(Exercise brief):
Lines from the material below that hold the string "yellow" are what is needed; copy each of them.

(Supplied records):
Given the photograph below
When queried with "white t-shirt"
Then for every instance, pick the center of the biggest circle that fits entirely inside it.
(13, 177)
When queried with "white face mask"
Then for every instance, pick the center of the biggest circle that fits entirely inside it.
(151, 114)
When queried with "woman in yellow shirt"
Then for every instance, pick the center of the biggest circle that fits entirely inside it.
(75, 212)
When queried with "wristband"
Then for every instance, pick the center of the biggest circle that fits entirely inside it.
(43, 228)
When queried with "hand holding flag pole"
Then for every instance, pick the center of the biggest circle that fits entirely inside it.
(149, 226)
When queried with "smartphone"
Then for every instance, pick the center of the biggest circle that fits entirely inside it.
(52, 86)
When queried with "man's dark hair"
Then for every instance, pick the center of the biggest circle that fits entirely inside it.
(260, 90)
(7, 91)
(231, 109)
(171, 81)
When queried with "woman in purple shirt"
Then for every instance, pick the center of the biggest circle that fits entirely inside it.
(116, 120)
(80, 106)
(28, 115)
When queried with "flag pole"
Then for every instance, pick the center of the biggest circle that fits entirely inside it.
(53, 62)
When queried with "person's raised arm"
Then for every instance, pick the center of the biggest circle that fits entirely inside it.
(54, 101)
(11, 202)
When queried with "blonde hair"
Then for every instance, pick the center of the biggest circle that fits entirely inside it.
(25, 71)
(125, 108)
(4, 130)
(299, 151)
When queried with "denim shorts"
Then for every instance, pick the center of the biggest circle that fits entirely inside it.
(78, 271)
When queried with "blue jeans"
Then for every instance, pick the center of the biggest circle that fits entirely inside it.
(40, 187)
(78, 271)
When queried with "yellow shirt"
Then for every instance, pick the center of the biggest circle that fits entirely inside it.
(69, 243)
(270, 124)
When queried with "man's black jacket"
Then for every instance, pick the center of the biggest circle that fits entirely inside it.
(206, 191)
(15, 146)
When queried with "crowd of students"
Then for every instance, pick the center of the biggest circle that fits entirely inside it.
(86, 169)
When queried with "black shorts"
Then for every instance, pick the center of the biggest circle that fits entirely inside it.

(Answer for the task):
When queried with "woman in yellow shirt"
When queried with "yellow shirt"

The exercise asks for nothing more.